The dimly lit cinematography and montage-style editing are due in part to the fact that most of Jennifer Beals' dancing in the film was performed by a body double. Her main dance double is the French actress Marine Jahan, while the breakdancing that Alex performs in the audition sequence at the end of the film was doubled by the male dancer Crazy Legs. The shot of Alex diving through the air in slow motion during the audition sequence was performed by Sharon Shapiro, who was a professional gymnast. The producers of the film stated they had made no secret of having used a double for Beals, and that Jahan's name did not appear because Paramount Pictures shortened the closing credits. Marine Jahan was told that her involvement was hidden because "they didn't want to break the magic of the film".

Flashdance is often remembered for the sweatshirt with a large neck hole that Beals wore on the poster advertising the film. Beals said that the look of the sweatshirt came about by accident when it shrank in the wash and she cut out a large hole at the top so that she could wear it again.

==== Locations ====
Much of the film was shot in locations around Pittsburgh, Pennsylvania. The opening sequence of scenes with Alex riding her bicycle starts in the Fineview neighborhood. The last scene of the sequence shows Alex riding east over the Smithfield Street Bridge, which is a continuity error. Alex's apartment was located in the South Side neighborhood. When Alex goes to visit Hanna Long (Lilia Skala), she is seen riding one of the Duquesne Incline cable cars. Hanna's apartment is located at 2100 Sidney Street at the southeast corner of South 21st Street.

The fictional Pittsburgh Conservatory of Dance and Repertory was filmed inside the lobby and in front of Carnegie Music Hall, a part of the Carnegie Museum of Art, located near the campuses of Carnegie Mellon University and the University of Pittsburgh in the Oakland neighborhood of Pittsburgh.

The interior of Alex's apartment was filmed in Los Angeles at what was the Feit Electric Building on Los Angeles Street. Additionally, the set for Mawby's was located in downtown Los Angeles. The ice skating rink scene on which Jeanie Szabo (Sunny Johnson) performs was filmed at Culver Ice Rink in Culver City, California.

==Music==

"Flashdance... What a Feeling" was performed by Irene Cara, who also sang the title song for the similar 1980 film Fame. The music for "Flashdance... What a Feeling" was composed by Giorgio Moroder, and the lyrics were written by Cara and Keith Forsey. The song won an Academy Award for Best Original Song, as well as a Golden Globe Award for Best Original Song and numerous other awards. It also reached number one on the Billboard Hot 100 in May 1983. Despite the song's title, the word "Flashdance" itself is not heard in the lyrics. The song is used in the opening title sequence of the film, and is the music Alex uses in her dance audition routine at the end of the film.

Another song used in the film, "Maniac", was also nominated for an Academy Award. It was written by Michael Sembello and Dennis Matkosky. A popular urban legend holds that the song was originally written for the 1980 horror film Maniac, and that lyrics about a killer on the loose were rewritten so the song could be used in Flashdance. The legend is discredited in the special features of the film's DVD release, which reveal that the song was written for the film, although only two complete lyrics ("Just a steel town girl on a Saturday night" and "She's a maniac") were available when filming commenced. Like the title song, it reached number one on the Billboard Hot 100 in September 1983.

**SET PROBLEM 1**
In the passage on Flashdance, who doubled for Alex in the breakdancing of the final audition sequence?
**SET PROBLEM 2**
Quote the passage on Flashdance from "The fictional Pittsburgh" to "neighborhood of Pittsburgh.".

**RECORDS PROVIDED**
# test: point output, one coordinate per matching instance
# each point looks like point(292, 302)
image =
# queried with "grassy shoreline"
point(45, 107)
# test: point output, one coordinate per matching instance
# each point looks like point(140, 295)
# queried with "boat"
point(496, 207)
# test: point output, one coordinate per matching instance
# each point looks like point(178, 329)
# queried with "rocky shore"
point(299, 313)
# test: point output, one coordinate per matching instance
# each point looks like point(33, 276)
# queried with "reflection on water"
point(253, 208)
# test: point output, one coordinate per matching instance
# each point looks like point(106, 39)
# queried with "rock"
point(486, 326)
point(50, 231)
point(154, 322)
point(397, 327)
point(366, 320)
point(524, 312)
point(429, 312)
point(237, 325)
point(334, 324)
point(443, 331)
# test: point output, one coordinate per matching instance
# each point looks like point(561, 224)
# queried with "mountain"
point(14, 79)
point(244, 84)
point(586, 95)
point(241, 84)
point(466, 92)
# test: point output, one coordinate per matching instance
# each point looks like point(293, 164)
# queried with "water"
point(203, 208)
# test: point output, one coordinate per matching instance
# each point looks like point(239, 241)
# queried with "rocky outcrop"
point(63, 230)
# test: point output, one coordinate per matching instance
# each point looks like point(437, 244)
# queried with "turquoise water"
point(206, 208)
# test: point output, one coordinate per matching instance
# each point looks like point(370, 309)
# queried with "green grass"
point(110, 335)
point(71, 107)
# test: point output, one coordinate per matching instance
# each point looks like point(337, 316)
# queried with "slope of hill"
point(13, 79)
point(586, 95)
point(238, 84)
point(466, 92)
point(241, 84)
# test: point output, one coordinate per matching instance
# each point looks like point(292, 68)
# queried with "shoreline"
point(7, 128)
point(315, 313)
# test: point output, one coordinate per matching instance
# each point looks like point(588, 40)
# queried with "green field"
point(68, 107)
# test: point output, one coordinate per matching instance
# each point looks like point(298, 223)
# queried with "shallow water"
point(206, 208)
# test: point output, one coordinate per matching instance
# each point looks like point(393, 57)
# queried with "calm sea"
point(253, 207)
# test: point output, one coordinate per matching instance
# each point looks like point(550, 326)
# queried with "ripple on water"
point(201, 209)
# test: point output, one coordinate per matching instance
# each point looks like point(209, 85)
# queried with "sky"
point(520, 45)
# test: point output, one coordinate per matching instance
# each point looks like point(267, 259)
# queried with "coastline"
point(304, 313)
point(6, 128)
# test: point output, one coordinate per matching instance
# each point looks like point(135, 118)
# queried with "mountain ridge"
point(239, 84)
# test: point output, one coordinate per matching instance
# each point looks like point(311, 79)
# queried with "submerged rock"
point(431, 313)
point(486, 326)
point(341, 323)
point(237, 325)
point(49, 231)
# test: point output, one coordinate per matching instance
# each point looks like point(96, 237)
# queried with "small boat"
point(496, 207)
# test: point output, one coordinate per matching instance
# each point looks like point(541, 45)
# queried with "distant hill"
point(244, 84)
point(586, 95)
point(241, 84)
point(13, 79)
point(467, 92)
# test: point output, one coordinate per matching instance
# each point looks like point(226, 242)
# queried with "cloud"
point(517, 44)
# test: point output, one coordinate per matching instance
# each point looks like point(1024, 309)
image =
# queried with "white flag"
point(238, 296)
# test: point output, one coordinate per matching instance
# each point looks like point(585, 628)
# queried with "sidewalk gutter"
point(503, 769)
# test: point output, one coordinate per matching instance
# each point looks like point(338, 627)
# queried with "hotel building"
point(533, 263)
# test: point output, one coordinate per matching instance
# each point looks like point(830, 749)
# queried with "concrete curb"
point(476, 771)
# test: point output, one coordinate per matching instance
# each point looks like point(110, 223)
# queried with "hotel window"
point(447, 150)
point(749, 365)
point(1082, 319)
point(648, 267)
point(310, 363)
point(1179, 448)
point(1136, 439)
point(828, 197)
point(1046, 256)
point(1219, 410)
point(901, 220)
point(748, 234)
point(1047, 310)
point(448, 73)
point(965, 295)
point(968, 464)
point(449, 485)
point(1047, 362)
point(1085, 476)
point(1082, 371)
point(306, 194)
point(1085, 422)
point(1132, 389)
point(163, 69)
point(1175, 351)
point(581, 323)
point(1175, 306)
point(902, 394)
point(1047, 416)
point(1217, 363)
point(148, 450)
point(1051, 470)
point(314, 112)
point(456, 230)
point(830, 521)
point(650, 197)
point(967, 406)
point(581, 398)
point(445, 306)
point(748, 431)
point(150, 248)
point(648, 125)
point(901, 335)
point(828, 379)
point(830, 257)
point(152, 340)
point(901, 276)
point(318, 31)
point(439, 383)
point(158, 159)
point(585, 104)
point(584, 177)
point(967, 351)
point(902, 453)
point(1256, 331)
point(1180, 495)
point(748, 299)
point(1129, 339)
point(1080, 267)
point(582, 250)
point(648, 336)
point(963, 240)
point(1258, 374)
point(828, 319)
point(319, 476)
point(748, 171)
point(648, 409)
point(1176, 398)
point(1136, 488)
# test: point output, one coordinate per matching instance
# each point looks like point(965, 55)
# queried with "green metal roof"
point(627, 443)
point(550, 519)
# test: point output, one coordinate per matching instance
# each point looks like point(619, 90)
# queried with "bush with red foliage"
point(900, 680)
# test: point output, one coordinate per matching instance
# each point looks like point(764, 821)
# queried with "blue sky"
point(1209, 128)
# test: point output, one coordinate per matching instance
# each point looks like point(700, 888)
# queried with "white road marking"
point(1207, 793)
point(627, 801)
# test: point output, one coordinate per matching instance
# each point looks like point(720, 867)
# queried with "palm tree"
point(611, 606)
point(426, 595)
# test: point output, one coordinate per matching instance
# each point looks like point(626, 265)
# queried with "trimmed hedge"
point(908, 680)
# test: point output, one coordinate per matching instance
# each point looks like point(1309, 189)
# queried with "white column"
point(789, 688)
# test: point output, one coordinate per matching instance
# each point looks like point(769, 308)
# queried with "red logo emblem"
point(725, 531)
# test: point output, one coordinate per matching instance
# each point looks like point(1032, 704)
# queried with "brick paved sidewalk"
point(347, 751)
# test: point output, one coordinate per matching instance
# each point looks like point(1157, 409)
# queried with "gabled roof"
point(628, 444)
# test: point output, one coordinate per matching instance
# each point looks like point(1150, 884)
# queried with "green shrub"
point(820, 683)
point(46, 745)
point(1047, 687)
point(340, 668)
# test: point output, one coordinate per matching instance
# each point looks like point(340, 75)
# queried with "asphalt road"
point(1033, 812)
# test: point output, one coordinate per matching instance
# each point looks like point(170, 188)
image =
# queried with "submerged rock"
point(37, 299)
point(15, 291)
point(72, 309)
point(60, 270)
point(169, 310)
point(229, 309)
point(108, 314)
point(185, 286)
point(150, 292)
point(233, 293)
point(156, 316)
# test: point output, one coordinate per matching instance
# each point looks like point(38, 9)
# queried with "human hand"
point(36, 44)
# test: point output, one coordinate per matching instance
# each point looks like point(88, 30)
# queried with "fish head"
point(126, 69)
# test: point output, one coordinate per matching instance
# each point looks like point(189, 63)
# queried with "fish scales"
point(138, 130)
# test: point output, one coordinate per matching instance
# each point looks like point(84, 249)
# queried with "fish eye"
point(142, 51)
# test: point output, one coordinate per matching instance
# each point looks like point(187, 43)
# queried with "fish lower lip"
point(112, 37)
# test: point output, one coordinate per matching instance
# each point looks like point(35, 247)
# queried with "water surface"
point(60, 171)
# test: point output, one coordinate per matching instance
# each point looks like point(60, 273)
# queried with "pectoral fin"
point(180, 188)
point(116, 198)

**FULL ANSWER 1**
The male dancer Crazy Legs.

**FULL ANSWER 2**
The fictional Pittsburgh Conservatory of Dance and Repertory was filmed inside the lobby and in front of Carnegie Music Hall, a part of the Carnegie Museum of Art, located near the campuses of Carnegie Mellon University and the University of Pittsburgh in the Oakland neighborhood of Pittsburgh.